Dataset items:
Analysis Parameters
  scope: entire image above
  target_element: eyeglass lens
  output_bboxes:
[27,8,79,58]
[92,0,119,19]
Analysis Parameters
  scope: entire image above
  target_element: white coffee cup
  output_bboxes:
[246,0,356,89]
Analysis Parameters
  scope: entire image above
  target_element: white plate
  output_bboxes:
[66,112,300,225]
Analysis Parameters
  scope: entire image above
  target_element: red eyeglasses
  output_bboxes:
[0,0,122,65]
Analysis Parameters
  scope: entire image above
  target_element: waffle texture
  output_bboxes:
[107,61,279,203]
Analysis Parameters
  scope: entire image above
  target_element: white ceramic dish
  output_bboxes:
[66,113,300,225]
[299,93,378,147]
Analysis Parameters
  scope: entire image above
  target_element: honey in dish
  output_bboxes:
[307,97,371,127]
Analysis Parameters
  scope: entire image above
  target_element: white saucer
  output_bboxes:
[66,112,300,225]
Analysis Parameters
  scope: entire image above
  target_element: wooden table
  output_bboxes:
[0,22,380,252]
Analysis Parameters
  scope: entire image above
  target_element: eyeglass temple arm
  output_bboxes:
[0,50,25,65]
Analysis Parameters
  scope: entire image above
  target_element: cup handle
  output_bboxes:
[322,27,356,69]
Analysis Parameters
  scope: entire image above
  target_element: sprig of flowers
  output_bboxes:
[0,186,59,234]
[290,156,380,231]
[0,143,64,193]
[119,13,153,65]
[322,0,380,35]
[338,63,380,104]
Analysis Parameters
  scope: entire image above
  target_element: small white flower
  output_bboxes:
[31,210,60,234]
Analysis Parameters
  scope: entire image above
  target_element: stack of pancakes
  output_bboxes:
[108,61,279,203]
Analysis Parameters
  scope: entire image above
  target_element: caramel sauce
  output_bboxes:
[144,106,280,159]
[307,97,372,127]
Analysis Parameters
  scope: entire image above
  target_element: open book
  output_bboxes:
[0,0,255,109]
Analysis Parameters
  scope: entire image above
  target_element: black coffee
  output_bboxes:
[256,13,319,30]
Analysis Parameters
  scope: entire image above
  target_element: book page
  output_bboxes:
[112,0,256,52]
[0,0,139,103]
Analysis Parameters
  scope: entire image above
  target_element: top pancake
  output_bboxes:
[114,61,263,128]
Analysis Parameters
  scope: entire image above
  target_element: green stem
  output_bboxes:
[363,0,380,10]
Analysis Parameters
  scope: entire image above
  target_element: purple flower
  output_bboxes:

SET TASK: Lay out every line of the material above as a numbered list, leaving out any blank lines.

SOLUTION:
1. Analysis Parameters
2.   scope: entire image above
3.   target_element: eyeglass lens
4.   output_bboxes:
5. [27,8,79,58]
6. [92,0,119,19]
7. Analysis Parameters
8.   scope: entire image above
9.   target_element: white coffee cup
10.   output_bboxes:
11. [246,0,356,89]
12. Analysis Parameters
13.   scope: entire image above
14.   target_element: white plate
15.   output_bboxes:
16. [66,112,300,225]
17. Analysis Parameters
18.   scope: entire image above
19.   target_element: red eyeglasses
20.   output_bboxes:
21. [0,0,122,65]
22. Analysis Parameters
23.   scope: entire image above
24.   target_element: waffle texture
25.   output_bboxes:
26. [107,61,279,203]
27. Analysis Parameters
28.   scope: entire image above
29.   target_element: white ceramic dish
30.   output_bboxes:
31. [66,113,300,225]
32. [299,93,378,147]
33. Analysis Parameters
34.   scope: entire image above
35.   target_element: honey in dish
36.   output_bboxes:
37. [307,97,371,127]
38. Analysis Parameters
39.   scope: entire image above
40.   target_element: white saucer
41.   output_bboxes:
42. [66,112,300,225]
43. Analysis Parameters
44.   scope: entire image above
45.   target_element: wooden table
46.   output_bboxes:
47. [0,22,380,252]
48. Analysis Parameters
49.   scope: entire image above
50.   target_element: eyeglass temple arm
51.   output_bboxes:
52. [0,50,25,65]
53. Analysis Parameters
54.   scope: entire image above
55.   target_element: cup handle
56.   output_bboxes:
57. [322,27,356,69]
58. Analysis Parameters
59.   scope: entire image above
60.   target_element: sprig of flowers
61.   output_bboxes:
62. [0,186,59,234]
63. [290,156,380,231]
64. [0,143,64,193]
65. [119,13,153,65]
66. [322,0,380,35]
67. [338,63,380,104]
68. Analysis Parameters
69.   scope: entire image above
70.   target_element: small white flower
71.   output_bboxes:
72. [31,210,60,234]
73. Analysis Parameters
74.   scope: entire image above
75.   target_element: stack of pancakes
76.   output_bboxes:
77. [108,61,279,203]
78. Analysis Parameters
79.   scope: entire image above
80.   target_element: caramel sauce
81.   output_bboxes:
82. [144,106,280,159]
83. [307,97,372,127]
84. Analysis Parameters
85.   scope: entire image above
86.   target_element: open book
87.   output_bboxes:
88. [0,0,255,109]
89. Analysis Parameters
90.   scope: entire image above
91.   target_element: black coffee
92.   output_bboxes:
93. [256,13,319,30]
94. Analysis Parameters
95.   scope: entire image above
96.   target_element: book page
97.   output_bboxes:
98. [112,0,256,52]
99. [0,0,139,103]
100. Analysis Parameters
101.   scope: entire image above
102.   target_element: top pancake
103.   output_bboxes:
104. [114,61,263,128]
105. Analysis Parameters
106.   scope: entire image above
107.   target_element: green stem
108.   output_bboxes:
109. [363,0,380,10]
110. Analysis Parameters
111.   scope: entire image above
112.   target_element: purple flower
113.   output_bboxes:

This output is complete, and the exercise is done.